━━━ Material
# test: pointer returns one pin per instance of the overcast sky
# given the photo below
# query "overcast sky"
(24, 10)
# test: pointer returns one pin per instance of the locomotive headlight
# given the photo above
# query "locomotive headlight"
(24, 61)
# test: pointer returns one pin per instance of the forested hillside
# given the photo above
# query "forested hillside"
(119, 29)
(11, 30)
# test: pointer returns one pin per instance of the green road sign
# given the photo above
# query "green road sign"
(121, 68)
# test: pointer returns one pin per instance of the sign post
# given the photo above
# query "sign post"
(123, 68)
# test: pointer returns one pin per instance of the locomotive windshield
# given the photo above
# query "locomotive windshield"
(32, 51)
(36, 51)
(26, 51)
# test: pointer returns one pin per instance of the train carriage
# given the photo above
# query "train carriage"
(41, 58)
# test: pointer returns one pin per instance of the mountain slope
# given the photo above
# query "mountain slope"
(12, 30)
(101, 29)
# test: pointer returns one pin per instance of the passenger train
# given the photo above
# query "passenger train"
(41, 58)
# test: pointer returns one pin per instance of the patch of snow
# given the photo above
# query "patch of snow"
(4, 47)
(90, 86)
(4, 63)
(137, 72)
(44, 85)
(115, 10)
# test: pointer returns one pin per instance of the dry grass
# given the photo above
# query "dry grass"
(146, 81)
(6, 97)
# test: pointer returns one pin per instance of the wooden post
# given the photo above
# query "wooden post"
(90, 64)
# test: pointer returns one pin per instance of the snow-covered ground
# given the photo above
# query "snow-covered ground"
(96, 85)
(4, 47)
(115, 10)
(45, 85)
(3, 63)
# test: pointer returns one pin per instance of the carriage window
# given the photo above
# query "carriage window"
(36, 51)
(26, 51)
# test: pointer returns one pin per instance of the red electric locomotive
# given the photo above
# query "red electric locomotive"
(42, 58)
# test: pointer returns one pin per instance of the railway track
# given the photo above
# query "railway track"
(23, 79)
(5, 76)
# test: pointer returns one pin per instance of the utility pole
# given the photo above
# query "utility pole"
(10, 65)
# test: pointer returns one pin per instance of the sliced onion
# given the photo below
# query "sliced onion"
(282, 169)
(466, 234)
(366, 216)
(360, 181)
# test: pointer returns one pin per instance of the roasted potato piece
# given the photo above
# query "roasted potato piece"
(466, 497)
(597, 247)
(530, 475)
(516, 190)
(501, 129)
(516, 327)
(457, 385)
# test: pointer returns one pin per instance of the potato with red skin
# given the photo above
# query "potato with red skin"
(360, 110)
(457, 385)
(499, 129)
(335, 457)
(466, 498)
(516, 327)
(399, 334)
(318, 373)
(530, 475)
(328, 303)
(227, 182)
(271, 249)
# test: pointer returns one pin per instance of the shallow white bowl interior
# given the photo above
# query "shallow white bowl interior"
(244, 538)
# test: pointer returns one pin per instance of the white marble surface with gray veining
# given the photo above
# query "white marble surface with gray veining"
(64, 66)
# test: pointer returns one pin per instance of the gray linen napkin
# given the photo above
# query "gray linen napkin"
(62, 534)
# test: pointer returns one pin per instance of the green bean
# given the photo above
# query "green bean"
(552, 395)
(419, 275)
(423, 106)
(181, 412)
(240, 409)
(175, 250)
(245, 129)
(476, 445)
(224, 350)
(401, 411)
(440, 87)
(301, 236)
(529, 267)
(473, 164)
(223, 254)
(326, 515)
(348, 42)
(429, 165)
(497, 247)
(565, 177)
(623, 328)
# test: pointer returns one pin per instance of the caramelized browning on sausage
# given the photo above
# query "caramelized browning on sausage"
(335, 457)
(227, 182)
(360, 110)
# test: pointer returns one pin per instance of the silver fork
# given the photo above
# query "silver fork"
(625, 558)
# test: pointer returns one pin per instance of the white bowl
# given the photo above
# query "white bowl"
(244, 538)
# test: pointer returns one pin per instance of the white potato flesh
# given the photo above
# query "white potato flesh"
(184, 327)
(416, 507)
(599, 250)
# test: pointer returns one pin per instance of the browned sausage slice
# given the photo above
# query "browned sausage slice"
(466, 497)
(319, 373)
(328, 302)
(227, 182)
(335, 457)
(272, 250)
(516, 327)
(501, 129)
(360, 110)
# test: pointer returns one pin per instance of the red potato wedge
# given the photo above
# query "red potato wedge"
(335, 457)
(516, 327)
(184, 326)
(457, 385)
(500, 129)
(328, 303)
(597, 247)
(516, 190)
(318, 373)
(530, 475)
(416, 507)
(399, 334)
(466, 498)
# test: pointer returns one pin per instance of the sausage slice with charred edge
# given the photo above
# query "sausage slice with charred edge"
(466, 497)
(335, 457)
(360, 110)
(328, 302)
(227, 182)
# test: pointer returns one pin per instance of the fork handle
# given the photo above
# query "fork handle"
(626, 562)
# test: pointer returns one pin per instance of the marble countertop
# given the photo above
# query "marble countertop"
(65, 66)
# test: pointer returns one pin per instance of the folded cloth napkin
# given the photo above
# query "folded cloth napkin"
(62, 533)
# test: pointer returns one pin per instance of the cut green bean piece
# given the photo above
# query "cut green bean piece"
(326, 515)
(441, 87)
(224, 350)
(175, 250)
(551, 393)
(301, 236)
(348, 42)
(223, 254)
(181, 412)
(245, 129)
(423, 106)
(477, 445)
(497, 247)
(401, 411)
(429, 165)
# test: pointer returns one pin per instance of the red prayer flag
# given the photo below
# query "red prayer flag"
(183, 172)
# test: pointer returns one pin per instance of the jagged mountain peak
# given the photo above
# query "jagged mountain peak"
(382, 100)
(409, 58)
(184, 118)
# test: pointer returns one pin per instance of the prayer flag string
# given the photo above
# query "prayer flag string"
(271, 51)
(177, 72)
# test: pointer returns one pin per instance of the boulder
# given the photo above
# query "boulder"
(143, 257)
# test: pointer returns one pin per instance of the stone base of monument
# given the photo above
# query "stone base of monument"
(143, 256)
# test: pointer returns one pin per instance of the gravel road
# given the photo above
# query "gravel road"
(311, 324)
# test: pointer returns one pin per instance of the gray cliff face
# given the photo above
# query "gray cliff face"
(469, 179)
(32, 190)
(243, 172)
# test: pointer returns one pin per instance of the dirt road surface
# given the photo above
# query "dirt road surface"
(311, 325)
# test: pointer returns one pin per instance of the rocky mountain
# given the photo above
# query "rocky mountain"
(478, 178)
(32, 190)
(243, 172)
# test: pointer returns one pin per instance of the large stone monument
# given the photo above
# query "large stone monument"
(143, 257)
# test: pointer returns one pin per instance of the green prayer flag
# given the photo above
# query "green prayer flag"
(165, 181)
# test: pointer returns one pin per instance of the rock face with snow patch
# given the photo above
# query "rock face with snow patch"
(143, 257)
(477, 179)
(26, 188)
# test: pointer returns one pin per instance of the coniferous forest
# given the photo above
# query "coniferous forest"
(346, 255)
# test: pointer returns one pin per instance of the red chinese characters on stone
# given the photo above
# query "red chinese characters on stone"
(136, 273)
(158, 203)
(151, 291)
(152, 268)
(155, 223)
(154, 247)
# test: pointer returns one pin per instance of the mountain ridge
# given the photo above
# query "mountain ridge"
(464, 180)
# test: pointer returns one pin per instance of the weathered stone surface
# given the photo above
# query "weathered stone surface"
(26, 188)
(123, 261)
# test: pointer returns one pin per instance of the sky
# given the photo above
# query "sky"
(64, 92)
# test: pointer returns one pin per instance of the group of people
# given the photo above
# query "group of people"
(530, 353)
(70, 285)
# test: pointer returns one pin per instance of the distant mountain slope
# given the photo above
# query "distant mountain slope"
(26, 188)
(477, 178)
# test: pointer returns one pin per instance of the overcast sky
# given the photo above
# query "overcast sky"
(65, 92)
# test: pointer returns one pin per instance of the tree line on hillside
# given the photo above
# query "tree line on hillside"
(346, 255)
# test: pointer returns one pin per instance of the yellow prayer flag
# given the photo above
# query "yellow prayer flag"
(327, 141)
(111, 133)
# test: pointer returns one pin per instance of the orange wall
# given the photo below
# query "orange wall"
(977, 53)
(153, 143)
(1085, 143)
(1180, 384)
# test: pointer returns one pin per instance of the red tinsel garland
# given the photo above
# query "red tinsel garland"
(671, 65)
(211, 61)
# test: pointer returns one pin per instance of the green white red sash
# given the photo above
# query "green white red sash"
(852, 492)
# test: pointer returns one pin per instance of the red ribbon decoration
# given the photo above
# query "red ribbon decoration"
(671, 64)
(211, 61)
━━━━━━
### [What you are asked to do]
Quote, without alteration, the final stretch of the entries: the line with "# test: pointer returns one pin per instance of the yellow" onward to the last line.

### [Task result]
# test: pointer returns one pin per instance of the yellow prayer flag
# given the photo above
# query "yellow prayer flag"
(327, 141)
(111, 133)
# test: pointer returns one pin per instance of the orange wall
# given the photo below
# query "orange wall"
(977, 53)
(153, 143)
(1085, 143)
(1180, 384)
# test: pointer returns one pin per instance of the red tinsel garland
# given the photo above
# query "red tinsel garland"
(671, 65)
(211, 61)
# test: pointer returns one pin per instance of the green white red sash
# given the photo above
# query "green white red sash"
(852, 492)
# test: pointer returns one pin per instance of the red ribbon decoration
# given the photo above
# query "red ribbon decoration"
(671, 64)
(211, 61)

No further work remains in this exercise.